Rewrite the rows below, replacing each "Where would you say" with "Where do you think" and changing nothing else. Leave the pictures out of your answer.

• • •

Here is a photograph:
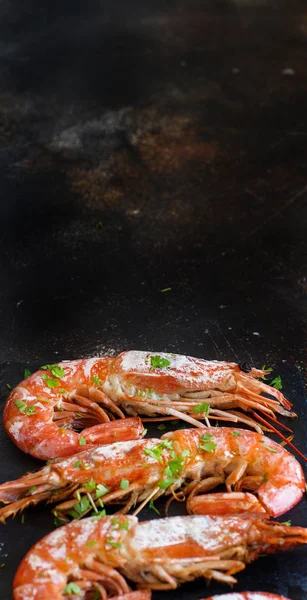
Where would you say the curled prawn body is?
[13,515,307,600]
[0,427,305,521]
[204,592,289,600]
[3,351,296,459]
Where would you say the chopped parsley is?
[15,400,35,417]
[106,538,122,548]
[264,444,278,454]
[42,375,60,390]
[149,498,160,516]
[193,402,210,417]
[84,477,97,491]
[150,354,171,369]
[85,540,98,548]
[119,479,130,490]
[41,365,65,379]
[68,496,91,519]
[144,440,173,463]
[270,375,282,390]
[74,460,83,469]
[198,433,217,452]
[63,581,81,596]
[96,483,109,498]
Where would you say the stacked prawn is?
[3,351,304,460]
[0,351,307,600]
[14,515,307,600]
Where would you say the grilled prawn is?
[13,515,307,600]
[3,351,296,459]
[0,427,305,521]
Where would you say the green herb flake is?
[63,581,81,596]
[85,540,98,548]
[264,444,278,454]
[270,375,282,390]
[150,354,171,369]
[119,479,130,490]
[106,539,122,548]
[149,498,160,517]
[198,433,217,452]
[158,477,176,490]
[193,402,210,417]
[41,364,65,379]
[84,477,97,490]
[96,483,109,498]
[42,375,60,390]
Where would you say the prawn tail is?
[248,521,307,562]
[0,467,69,522]
[80,417,145,445]
[187,490,269,519]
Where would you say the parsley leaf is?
[63,581,81,596]
[41,365,65,379]
[119,479,130,490]
[15,400,35,417]
[150,354,171,369]
[106,538,122,548]
[193,402,210,417]
[198,433,217,452]
[264,445,278,454]
[270,375,282,390]
[42,375,60,389]
[149,498,160,516]
[96,483,109,498]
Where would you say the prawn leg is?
[13,515,307,600]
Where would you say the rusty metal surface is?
[0,0,307,600]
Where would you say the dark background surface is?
[0,0,307,600]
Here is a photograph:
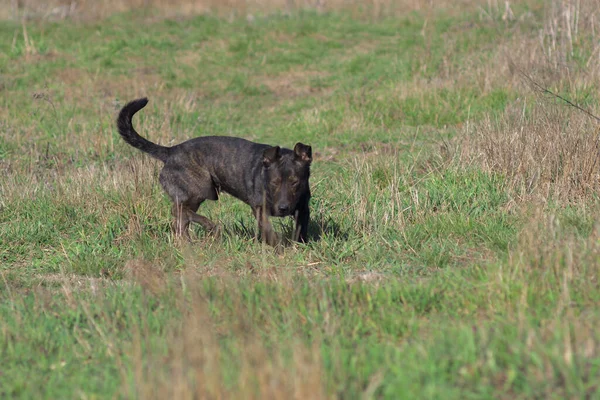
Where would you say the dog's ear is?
[294,142,312,164]
[263,146,281,167]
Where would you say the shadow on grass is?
[203,216,349,244]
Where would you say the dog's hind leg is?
[253,207,279,246]
[159,167,217,239]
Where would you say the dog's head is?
[263,143,312,217]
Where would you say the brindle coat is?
[117,98,312,245]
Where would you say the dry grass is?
[459,1,600,202]
[0,0,502,20]
[461,102,600,202]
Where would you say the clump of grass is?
[460,101,600,201]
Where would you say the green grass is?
[0,1,600,399]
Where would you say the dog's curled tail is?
[117,97,169,162]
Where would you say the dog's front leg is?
[294,202,310,243]
[254,207,279,246]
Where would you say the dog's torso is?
[165,136,272,207]
[117,98,312,244]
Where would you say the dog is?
[117,98,312,246]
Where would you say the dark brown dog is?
[117,98,312,245]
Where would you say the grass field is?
[0,0,600,399]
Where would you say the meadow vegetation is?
[0,0,600,399]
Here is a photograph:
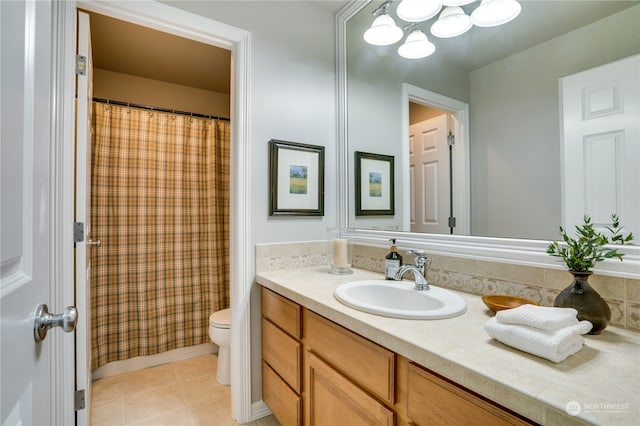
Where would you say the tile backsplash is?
[256,241,640,331]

• • •

_OUTPUT OF THE TASK_:
Here is a photograph:
Where do you think the curled prawn body is?
[13,515,307,600]
[0,427,305,521]
[204,592,289,600]
[3,351,296,459]
Where do you think the chopped parsley is?
[15,400,35,417]
[106,538,122,548]
[264,444,278,454]
[42,375,60,390]
[149,498,160,516]
[193,402,210,417]
[84,477,97,491]
[150,354,171,369]
[85,540,98,548]
[119,479,130,490]
[41,365,65,379]
[68,496,91,519]
[144,440,173,463]
[270,375,282,390]
[74,460,83,469]
[198,433,217,452]
[63,581,81,596]
[96,483,109,498]
Where do you think the stacked prawn is?
[3,351,304,460]
[0,351,307,600]
[14,515,307,600]
Where do you think the grilled prawn is?
[13,515,307,600]
[3,351,296,459]
[0,427,305,521]
Where do you think the green herb flake is?
[63,581,81,596]
[85,540,98,548]
[264,444,278,454]
[270,375,282,390]
[150,354,171,369]
[119,479,130,490]
[106,539,122,548]
[149,498,160,517]
[198,433,217,452]
[158,477,176,490]
[193,402,210,417]
[41,364,65,379]
[84,477,97,490]
[96,483,109,498]
[42,375,60,390]
Where do you think the prawn tail is?
[248,521,307,562]
[0,467,69,522]
[80,417,145,445]
[187,490,269,519]
Where do you think the parsley leaf is?
[63,581,81,596]
[41,365,65,379]
[119,479,130,490]
[15,400,35,417]
[150,354,171,369]
[106,538,122,548]
[193,402,210,417]
[198,433,217,452]
[264,445,278,454]
[270,375,282,390]
[42,375,60,389]
[149,498,160,516]
[96,483,109,498]
Where do you think the prawn leg is?
[13,515,307,600]
Where do you think the rusty metal surface is?
[0,0,307,600]
Where do you think the dark background surface is?
[0,0,307,600]
Here is a photograph:
Where do you think the dog's ear is?
[294,142,312,164]
[263,146,281,167]
Where do you think the shadow on grass is?
[203,216,349,244]
Where do you think the dog's hind leg is?
[253,207,279,246]
[159,167,217,239]
Where do you think the dog's head is?
[263,143,312,217]
Where do you think the brindle coat is?
[117,98,312,245]
Where do you think the dry grass is?
[459,1,600,202]
[0,0,502,20]
[461,102,600,202]
Where do you think the clump of grass is?
[460,101,600,201]
Where do you think the green grass is?
[0,1,600,399]
Where do you think the dog's curled tail is?
[117,97,169,162]
Where do you think the dog's front leg is?
[294,202,310,243]
[254,207,279,246]
Where do you think the dog's torso is?
[165,136,272,207]
[117,98,312,244]
Where do you think the dog is?
[117,98,312,246]
Where do you think the dark brown dog is?
[117,98,312,245]
Where do you think the grass field is?
[0,0,600,399]
Where do you think the meadow vegetation is?
[0,0,600,399]
Here is a photograph:
Where do you think the tile backsplash is?
[256,241,640,331]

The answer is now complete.